Reproduce the part of the records that opens with the line containing "Target: dark speckled plumage" and runs through the end of the records, both ends included, omitting the pictures.

^^^^^^^^^^^^^^^^

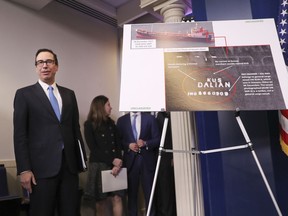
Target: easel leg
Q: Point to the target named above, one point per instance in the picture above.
(257, 161)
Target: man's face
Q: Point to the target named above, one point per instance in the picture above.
(46, 67)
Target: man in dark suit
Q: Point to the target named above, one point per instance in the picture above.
(45, 146)
(140, 155)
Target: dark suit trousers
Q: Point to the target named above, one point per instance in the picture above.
(138, 175)
(59, 192)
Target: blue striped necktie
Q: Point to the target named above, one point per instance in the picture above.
(54, 102)
(134, 126)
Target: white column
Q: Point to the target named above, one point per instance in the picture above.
(188, 184)
(187, 170)
(189, 197)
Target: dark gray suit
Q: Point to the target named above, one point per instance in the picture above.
(39, 139)
(140, 166)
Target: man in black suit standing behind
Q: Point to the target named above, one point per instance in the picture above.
(45, 144)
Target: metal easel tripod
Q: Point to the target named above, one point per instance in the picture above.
(248, 144)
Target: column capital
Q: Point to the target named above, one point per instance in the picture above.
(171, 10)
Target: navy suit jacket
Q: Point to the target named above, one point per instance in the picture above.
(38, 134)
(149, 133)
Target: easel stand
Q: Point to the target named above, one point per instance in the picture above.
(248, 145)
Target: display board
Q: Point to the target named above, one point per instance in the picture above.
(219, 65)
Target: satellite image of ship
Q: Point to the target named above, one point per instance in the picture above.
(196, 33)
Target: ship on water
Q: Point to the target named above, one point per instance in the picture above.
(196, 33)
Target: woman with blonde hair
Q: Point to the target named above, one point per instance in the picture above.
(105, 154)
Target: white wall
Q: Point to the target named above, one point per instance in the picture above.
(87, 50)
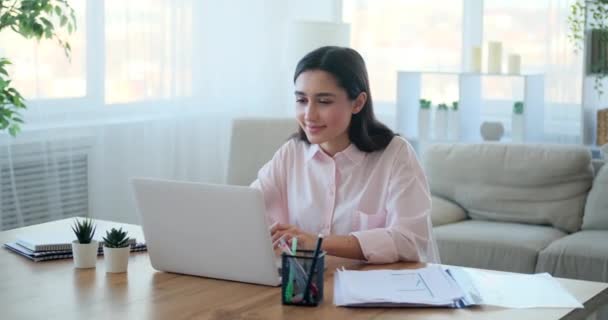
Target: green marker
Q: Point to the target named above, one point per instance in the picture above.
(289, 289)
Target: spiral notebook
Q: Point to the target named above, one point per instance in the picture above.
(56, 241)
(37, 256)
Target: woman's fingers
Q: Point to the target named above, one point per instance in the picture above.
(279, 227)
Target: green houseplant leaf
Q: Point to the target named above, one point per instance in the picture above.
(116, 239)
(84, 230)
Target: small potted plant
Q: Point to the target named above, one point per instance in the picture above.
(84, 249)
(441, 122)
(116, 251)
(424, 119)
(518, 125)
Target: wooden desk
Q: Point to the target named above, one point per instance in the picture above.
(55, 290)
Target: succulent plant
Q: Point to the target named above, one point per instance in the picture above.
(518, 107)
(116, 239)
(455, 106)
(425, 104)
(84, 230)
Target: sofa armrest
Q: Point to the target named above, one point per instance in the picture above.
(444, 211)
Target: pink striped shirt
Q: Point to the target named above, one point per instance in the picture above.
(382, 198)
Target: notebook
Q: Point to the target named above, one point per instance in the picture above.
(56, 254)
(54, 240)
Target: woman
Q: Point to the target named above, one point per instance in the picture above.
(344, 174)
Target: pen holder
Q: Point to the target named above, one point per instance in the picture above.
(294, 275)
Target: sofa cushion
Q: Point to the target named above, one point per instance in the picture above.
(596, 209)
(535, 184)
(581, 255)
(445, 211)
(493, 245)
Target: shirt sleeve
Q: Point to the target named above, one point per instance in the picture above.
(408, 232)
(271, 181)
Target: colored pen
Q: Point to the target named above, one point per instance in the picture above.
(312, 267)
(289, 289)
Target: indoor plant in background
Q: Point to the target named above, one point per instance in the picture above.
(441, 122)
(38, 19)
(454, 122)
(84, 249)
(518, 122)
(424, 119)
(116, 251)
(589, 18)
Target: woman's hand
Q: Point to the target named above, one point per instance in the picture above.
(288, 231)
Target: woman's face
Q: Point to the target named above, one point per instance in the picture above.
(323, 109)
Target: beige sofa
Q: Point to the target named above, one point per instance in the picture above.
(521, 208)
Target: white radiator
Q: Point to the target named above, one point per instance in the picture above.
(43, 181)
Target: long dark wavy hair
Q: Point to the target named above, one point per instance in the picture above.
(348, 68)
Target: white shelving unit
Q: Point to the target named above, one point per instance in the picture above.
(409, 85)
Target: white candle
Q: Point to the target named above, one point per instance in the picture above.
(476, 59)
(494, 57)
(514, 64)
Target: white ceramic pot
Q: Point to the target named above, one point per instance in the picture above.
(424, 121)
(85, 254)
(441, 125)
(116, 259)
(518, 127)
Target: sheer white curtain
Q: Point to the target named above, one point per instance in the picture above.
(538, 30)
(151, 91)
(417, 35)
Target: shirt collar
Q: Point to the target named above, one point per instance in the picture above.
(351, 152)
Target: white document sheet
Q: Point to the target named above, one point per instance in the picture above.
(457, 287)
(429, 286)
(516, 290)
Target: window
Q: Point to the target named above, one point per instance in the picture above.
(396, 35)
(537, 30)
(40, 70)
(148, 50)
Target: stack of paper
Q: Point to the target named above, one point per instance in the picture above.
(430, 286)
(437, 286)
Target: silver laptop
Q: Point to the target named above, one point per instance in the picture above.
(215, 231)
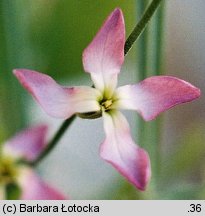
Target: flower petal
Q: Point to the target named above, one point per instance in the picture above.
(155, 95)
(105, 54)
(2, 192)
(120, 150)
(33, 188)
(57, 101)
(27, 144)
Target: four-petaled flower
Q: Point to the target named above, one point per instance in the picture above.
(18, 176)
(103, 59)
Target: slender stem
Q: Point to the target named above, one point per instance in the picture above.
(141, 25)
(54, 141)
(128, 44)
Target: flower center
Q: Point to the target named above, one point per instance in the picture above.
(8, 170)
(106, 104)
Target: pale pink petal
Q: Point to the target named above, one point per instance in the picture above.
(27, 144)
(120, 150)
(105, 54)
(58, 101)
(155, 95)
(2, 192)
(34, 188)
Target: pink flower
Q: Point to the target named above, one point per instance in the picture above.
(26, 145)
(103, 59)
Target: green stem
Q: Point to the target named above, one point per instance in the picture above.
(54, 141)
(141, 25)
(128, 44)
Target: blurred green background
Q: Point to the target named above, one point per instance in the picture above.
(50, 35)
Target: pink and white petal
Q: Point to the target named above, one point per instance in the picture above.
(58, 101)
(34, 188)
(105, 54)
(27, 144)
(155, 95)
(120, 150)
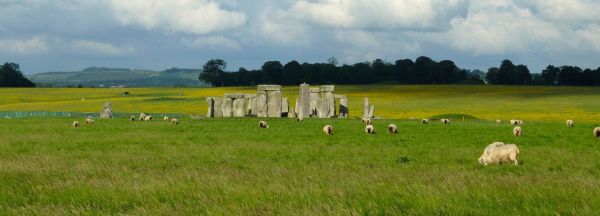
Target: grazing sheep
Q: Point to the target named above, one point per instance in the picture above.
(393, 129)
(517, 131)
(370, 129)
(263, 124)
(570, 123)
(328, 129)
(498, 153)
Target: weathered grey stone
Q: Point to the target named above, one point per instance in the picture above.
(274, 104)
(239, 107)
(326, 88)
(234, 95)
(344, 112)
(227, 107)
(261, 104)
(303, 101)
(106, 112)
(269, 88)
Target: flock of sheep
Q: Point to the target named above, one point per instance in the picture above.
(495, 153)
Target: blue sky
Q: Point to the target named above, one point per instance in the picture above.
(64, 35)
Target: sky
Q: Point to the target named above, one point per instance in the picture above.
(69, 35)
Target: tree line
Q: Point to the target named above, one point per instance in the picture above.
(422, 70)
(11, 76)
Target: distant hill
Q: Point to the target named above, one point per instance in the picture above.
(107, 77)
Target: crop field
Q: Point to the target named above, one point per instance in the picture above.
(399, 102)
(233, 167)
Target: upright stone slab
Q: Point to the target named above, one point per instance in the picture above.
(261, 104)
(303, 101)
(274, 104)
(227, 105)
(239, 107)
(106, 112)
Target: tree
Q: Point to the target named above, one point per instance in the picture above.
(550, 75)
(213, 72)
(11, 76)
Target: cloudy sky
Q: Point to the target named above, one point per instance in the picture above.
(59, 35)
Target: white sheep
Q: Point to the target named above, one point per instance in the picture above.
(263, 124)
(370, 129)
(570, 123)
(328, 129)
(498, 153)
(393, 129)
(517, 131)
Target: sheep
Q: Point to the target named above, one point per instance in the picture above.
(89, 121)
(570, 123)
(263, 124)
(370, 129)
(517, 131)
(328, 129)
(498, 153)
(393, 129)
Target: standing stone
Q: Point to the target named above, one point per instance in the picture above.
(261, 104)
(218, 107)
(227, 105)
(344, 107)
(239, 108)
(106, 112)
(303, 101)
(274, 104)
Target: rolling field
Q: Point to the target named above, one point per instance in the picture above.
(232, 167)
(399, 102)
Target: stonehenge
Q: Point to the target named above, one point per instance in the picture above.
(269, 102)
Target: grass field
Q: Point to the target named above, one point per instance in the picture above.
(400, 102)
(232, 167)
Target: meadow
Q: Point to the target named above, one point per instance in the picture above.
(233, 167)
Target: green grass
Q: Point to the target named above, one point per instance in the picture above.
(530, 103)
(232, 167)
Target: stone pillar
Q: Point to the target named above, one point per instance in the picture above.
(303, 101)
(314, 100)
(227, 107)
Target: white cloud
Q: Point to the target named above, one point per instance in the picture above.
(95, 47)
(187, 16)
(213, 42)
(28, 46)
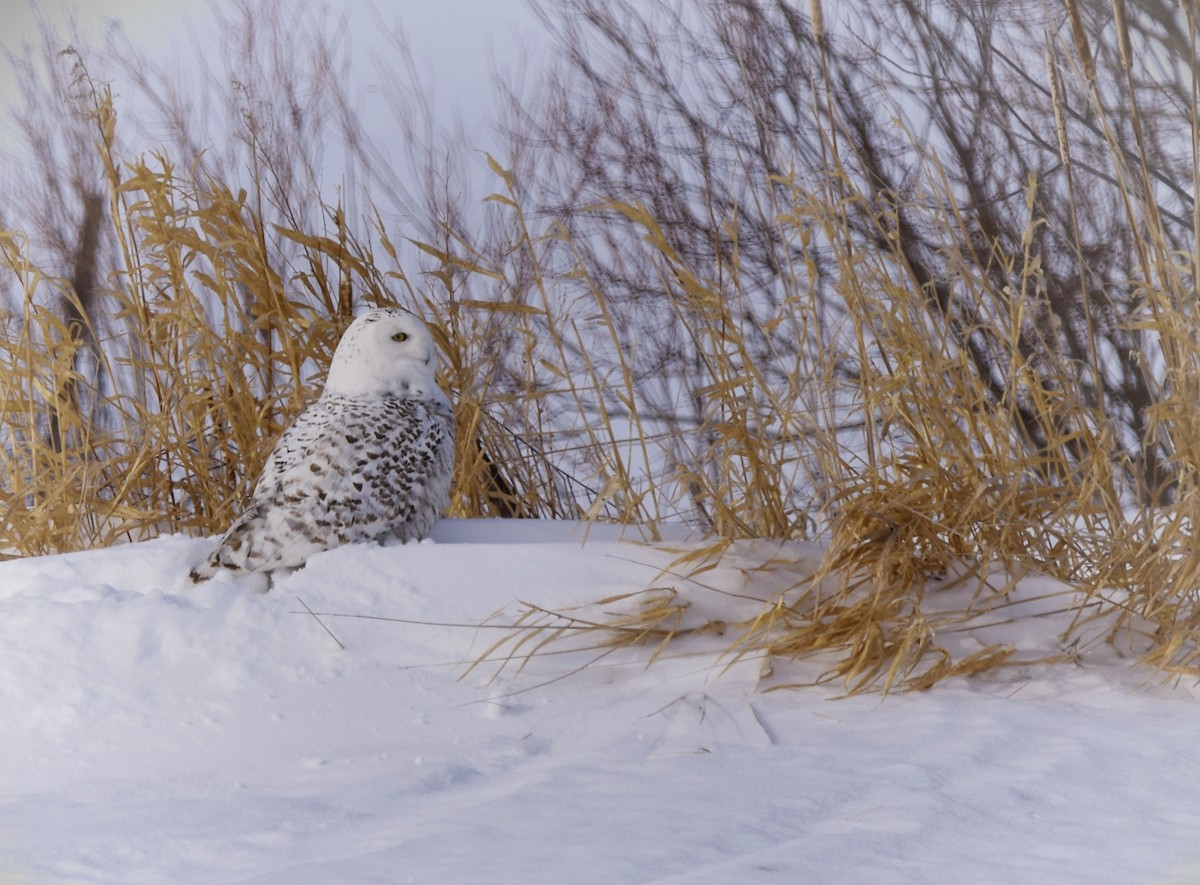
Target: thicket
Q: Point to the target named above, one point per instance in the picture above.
(915, 278)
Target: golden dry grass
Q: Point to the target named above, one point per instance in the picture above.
(219, 329)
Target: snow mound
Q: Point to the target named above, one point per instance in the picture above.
(157, 732)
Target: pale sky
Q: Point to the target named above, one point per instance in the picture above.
(454, 41)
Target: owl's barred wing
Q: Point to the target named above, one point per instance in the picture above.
(351, 469)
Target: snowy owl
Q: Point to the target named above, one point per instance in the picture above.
(370, 459)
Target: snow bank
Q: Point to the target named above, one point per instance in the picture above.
(157, 732)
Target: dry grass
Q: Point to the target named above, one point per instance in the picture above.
(875, 432)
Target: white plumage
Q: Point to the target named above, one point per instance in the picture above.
(370, 459)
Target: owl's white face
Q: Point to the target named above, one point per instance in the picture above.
(385, 351)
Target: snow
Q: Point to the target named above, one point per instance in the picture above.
(156, 732)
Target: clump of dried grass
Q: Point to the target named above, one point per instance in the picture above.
(879, 432)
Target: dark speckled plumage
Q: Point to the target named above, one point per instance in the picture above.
(370, 461)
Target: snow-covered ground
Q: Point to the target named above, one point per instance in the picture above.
(156, 732)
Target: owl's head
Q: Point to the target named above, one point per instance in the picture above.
(385, 351)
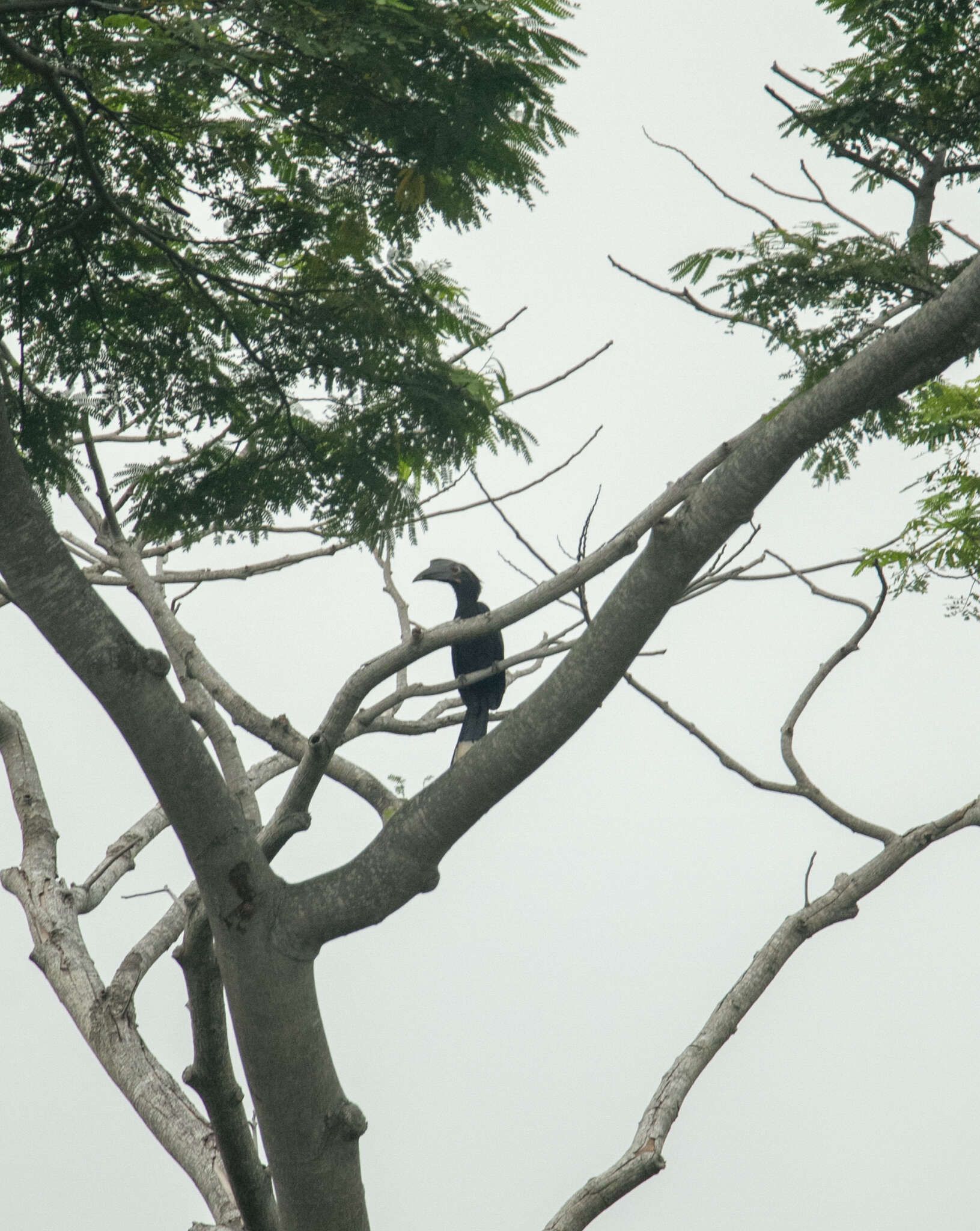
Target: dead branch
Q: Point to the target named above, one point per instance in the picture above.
(558, 379)
(212, 1078)
(106, 1026)
(714, 184)
(644, 1158)
(479, 346)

^^^^^^^^^^^^^^^^

◆ **Final answer**:
Target: dark speckled plumage
Q: Point to the target named above, one point per instance in the picture above.
(370, 461)
Target: snow-covered ground
Q: Point to the target named above, one point per instance in the picture above.
(156, 732)
Target: owl's head
Q: Point to the target named above, one point per instance in the picture above.
(385, 351)
Target: dead branch
Q: Point to the target named above, one point per instance in the picture above.
(558, 379)
(212, 1078)
(106, 1026)
(714, 184)
(644, 1158)
(479, 346)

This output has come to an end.